▸ **Task prompt**
With the pictures left out, restate every entry word for word.

▸ **Given entries**
###

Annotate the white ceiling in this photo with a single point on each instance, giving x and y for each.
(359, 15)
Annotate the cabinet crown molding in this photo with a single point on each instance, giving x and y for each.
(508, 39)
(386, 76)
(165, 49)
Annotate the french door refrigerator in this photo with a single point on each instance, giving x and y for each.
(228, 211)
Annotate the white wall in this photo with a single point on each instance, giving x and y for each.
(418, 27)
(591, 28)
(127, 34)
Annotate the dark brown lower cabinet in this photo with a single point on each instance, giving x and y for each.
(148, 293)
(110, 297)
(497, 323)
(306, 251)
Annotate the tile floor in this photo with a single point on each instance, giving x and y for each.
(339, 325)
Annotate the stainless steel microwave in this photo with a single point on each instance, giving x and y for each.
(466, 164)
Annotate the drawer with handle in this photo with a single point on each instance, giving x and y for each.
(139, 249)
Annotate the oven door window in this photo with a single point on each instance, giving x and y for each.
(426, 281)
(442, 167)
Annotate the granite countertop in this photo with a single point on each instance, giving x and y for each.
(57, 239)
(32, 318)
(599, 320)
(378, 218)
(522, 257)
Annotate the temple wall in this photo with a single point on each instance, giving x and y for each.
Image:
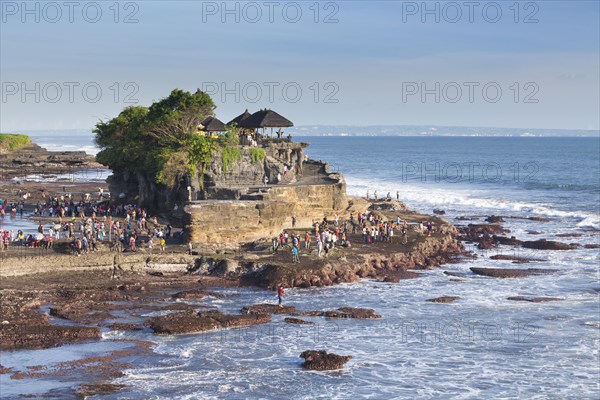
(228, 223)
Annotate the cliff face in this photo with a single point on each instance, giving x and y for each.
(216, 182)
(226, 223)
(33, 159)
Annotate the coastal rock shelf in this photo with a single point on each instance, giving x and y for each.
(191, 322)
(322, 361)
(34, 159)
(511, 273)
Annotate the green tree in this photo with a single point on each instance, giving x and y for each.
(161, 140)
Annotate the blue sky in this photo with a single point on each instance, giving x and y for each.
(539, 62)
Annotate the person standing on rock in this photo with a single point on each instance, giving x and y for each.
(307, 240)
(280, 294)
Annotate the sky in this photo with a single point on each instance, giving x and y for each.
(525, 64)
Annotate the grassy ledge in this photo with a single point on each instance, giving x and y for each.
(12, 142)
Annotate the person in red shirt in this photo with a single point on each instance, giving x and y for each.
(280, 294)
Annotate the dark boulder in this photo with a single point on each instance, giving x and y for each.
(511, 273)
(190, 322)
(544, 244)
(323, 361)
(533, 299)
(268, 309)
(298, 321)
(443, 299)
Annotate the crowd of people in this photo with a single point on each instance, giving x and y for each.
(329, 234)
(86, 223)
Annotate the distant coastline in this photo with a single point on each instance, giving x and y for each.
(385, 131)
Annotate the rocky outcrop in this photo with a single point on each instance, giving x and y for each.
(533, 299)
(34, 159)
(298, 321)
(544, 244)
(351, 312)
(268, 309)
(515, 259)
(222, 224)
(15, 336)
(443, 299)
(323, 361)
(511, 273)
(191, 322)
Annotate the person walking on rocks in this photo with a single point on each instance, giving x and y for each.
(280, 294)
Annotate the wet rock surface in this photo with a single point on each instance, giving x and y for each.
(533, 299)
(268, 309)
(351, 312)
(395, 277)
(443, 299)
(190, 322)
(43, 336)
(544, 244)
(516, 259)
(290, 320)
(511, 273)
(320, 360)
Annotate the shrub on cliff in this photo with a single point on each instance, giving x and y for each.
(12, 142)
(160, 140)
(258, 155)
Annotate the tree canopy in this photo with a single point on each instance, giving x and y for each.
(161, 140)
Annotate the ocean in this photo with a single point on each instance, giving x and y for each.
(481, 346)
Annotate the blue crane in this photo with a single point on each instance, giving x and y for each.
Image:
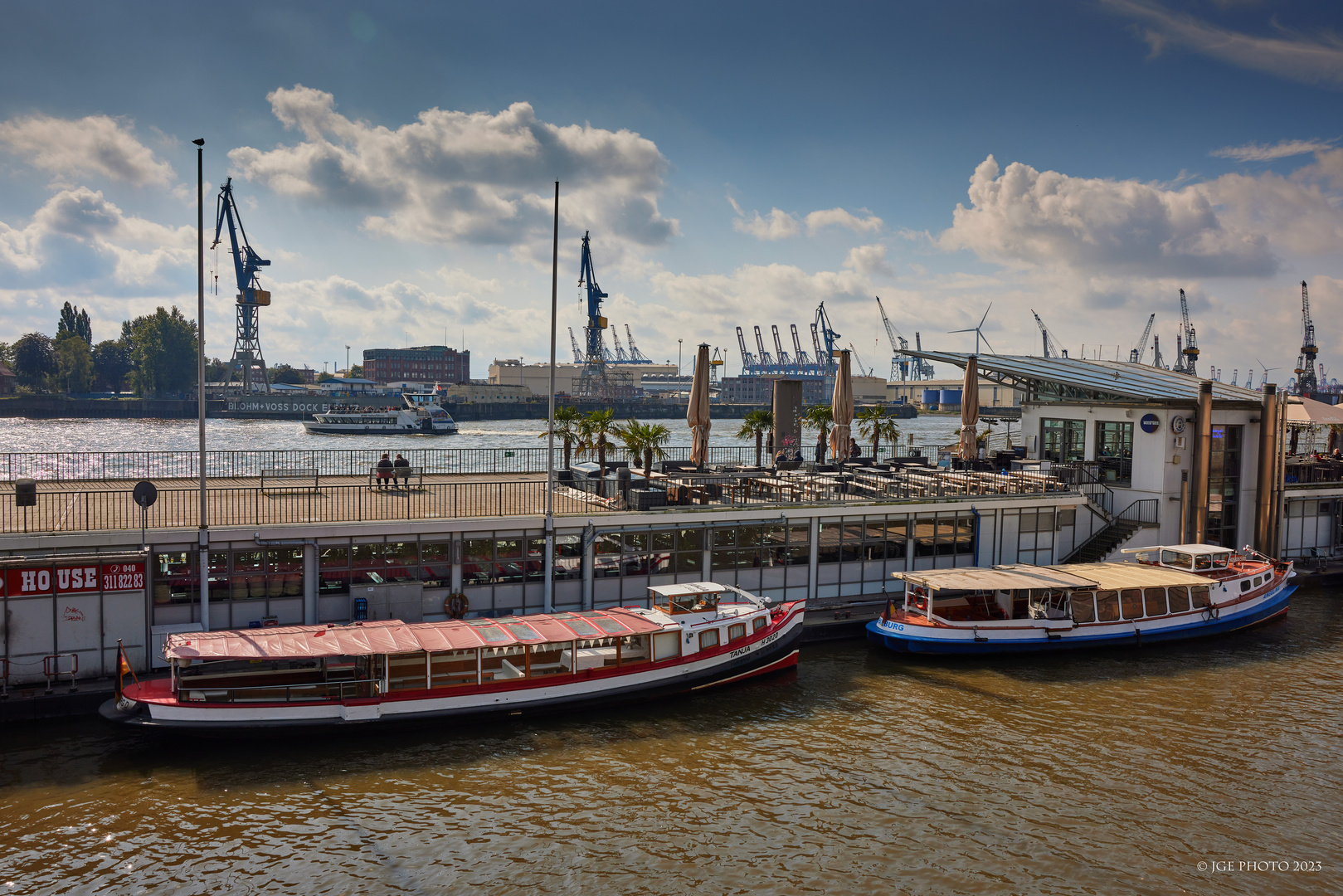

###

▸ **Answer to the problem**
Annotate the white ceiling in this photo with a single point on each instance, giving x and y for each.
(359, 15)
Annotate the cabinet crown molding in this photo with a single point on each instance, giving x and y for each.
(508, 39)
(386, 76)
(165, 49)
Annotate the french door refrigerator in this photo with a single point on each instance, giving x and y for each.
(228, 211)
Annotate the white wall in this photo with a single point on each instance, giving x and y for each.
(418, 27)
(591, 28)
(127, 34)
Annotate the dark brown lower cabinet in this photo with a single point on each instance, giving x and y for each.
(148, 293)
(110, 297)
(497, 323)
(306, 251)
Annotate the tile floor in this photo with a single point on each instance, giving x and y for each.
(339, 325)
Annotate the stainless steel microwave in this photo with a single point on each instance, giving x and y for each.
(466, 164)
Annotate the drawer with handle in this photo with a single point on each instance, giving x and y for each.
(139, 249)
Annotate the oven door window in this photo with a single point on each instance, giving x and y for each.
(426, 281)
(442, 167)
Annotate the granite countertop in this photo with a single point on each instance, giving x and y for each.
(57, 239)
(32, 318)
(599, 320)
(378, 218)
(522, 257)
Annotate the temple wall in this photo with a single point on each instance, giving x and y for each.
Image:
(228, 223)
Annotate the cliff face in this photo with a single point on each instance, giving x and y for each.
(216, 182)
(226, 223)
(33, 159)
Annotate the coastal rock shelf in this photo with a single point on each instance, giving x and y for each.
(191, 322)
(322, 361)
(34, 159)
(511, 273)
Annotate the green tree in this photo with a single point on each instance, giving x and y for each.
(161, 140)
Annotate the blue sky in this photo with a single point on each instance, giving x and y for each.
(539, 62)
Annotate the person standing on rock in this photo with a single point on each instance, giving x and y for each.
(307, 240)
(280, 294)
Annotate the sky in this photo with a single point on each instance, giving x and y for each.
(525, 64)
Annotate the grassy ledge in this photo with a single point on each instance, giving x and y for each.
(12, 142)
Annotate the person in red shirt in this photo with a single point on each instance, giving x and y for each.
(280, 294)
Annotate the dark boulder in this photo with a single point on each instance, giving x and y for each.
(511, 273)
(190, 322)
(544, 244)
(323, 361)
(533, 299)
(268, 309)
(298, 321)
(443, 299)
Annotate the crowd of people in this photo with a single point on each instance, giving x and y for each.
(329, 234)
(86, 223)
Annotate the distant coastline in this photo with a single point on each instance, giving x and y for each.
(385, 131)
Annotate the rocky outcrop in this photo with a single point on each instance, giving x and y for each.
(533, 299)
(34, 159)
(298, 321)
(544, 244)
(351, 312)
(268, 309)
(515, 259)
(222, 224)
(15, 336)
(443, 299)
(323, 361)
(511, 273)
(191, 322)
Annotate the person walking on rocks in this photo with a single point on each instance, giving x and y for each.
(280, 294)
Annotate the wet rock surface in this photo with a single point on each instance, giving x and y for each.
(533, 299)
(268, 309)
(351, 312)
(395, 277)
(443, 299)
(190, 322)
(43, 336)
(544, 244)
(516, 259)
(290, 320)
(511, 273)
(320, 360)
Annotate the shrub on cliff in this photo with a single point on each instance, giving x and y for each.
(12, 142)
(160, 140)
(258, 155)
Annotate the tree canopy in this photo with a single point on each instance, giving x and y for each.
(161, 140)
Annotate the ocean in this photo with a single point on each instance, giving x and y for each.
(481, 346)
Annotate the blue crane in this photo with a single point on each instance, giving x and y for each.
Image:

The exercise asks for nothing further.